List every typical feature to be surveyed that the specification in the Dun Laoghaire Harbour case study below names.

_Quoted passage_.

★ ★ ★

RPAS case study: Dun Laoghaire Harbour topographic survey

by P Barry and R Coakley, Baseline Surveys

Baseline Surveys is a company with 25 years of experience in the supply of highly accurate geospatial data, such as cadastral, topographic and engineering surveys to commercial and government bodies. In January 2014 Baseline was awarded a contract to survey approximately 1 km2 of Ireland’s Dun Laoghaire town centre and harbour area for the purpose of providing a topographic survey for a detailed engineering redesign of the existing port.

The specific survey information required was a comprehensive topographical land side survey. The site is located in Dun Laoghaire and was in marine harbour and maritime recreational use with live road traffic and with vessel sailings for the duration of the survey.

  • The client was the Dun Laoghaire Harbour Company.
  • Survey work next to tidal water was necessary to include revetment and all waterside features down to low water.
  • Entry to individual buildings was not envisaged, however spot levels to define building heights were required.
  • Survey work outside the confines of the harbour on public and private roadways with live traffic was specified.
  • Contour mapping of open areas at 0,1 m intervals was required.
  • The final output data format was to be in AutoCAD dwg format.

A list of typical features in the specification to be surveyed included cover level and location of underground services, overhead services, all street furniture, kerb lines, fences, road markings, buildings with heights etc. all to be located within an accuracy of ± 25 mm.
The harbour area was occupied by individual stakeholders, clubs and statutory bodies. Entry to these sites, and their timing, was subject to individual consent outside the harbour company’s direct control. Although every effort would have been made by harbour staff to facilitate the survey in advance, the final consents were
a matter for liaison by the successful surveyor. Each required a minimum notice of two weeks to facilitate issue of any entry permits. This was an important aspect of the survey.
While the specification is typical of such projects, how we carried out the survey was quite atypical. As far as we are aware, we are the first in the world to use a remotely piloted aircraft system (RPAS) for this type of survey task.

★ ★ ★

_Extracted material_.
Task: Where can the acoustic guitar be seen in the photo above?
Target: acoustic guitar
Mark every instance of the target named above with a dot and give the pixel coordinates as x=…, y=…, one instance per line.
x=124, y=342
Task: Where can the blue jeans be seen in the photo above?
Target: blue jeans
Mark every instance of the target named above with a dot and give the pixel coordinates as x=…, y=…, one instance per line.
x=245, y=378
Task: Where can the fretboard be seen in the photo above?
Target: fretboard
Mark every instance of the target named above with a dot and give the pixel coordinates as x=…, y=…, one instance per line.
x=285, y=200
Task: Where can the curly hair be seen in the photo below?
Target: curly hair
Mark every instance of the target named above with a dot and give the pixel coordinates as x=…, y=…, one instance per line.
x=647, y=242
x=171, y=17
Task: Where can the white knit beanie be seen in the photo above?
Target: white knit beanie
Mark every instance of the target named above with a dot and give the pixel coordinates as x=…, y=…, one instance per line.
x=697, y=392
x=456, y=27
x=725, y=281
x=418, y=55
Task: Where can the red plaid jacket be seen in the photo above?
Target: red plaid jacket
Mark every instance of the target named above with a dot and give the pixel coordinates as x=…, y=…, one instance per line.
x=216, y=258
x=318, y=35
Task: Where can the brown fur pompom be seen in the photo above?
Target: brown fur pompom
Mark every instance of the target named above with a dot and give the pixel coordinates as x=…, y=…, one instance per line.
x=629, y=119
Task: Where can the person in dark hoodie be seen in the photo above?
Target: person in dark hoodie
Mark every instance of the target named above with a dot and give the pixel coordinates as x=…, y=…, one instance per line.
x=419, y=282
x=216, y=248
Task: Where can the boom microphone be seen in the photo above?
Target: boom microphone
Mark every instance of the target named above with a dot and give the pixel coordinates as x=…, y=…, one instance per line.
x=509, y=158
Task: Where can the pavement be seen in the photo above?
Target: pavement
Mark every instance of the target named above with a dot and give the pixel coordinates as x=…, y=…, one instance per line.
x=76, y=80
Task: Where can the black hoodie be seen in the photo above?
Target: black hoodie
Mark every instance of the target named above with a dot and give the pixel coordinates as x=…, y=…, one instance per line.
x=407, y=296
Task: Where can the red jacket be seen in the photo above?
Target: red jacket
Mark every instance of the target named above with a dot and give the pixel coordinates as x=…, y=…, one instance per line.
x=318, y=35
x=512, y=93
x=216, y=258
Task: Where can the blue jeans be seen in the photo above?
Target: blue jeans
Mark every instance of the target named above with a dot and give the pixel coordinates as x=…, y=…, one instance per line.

★ ★ ★

_Full output_.
- Cover level and location of underground services
- Overhead services
- All street furniture
- Kerb lines
- Fences
- Road markings
- Buildings with heights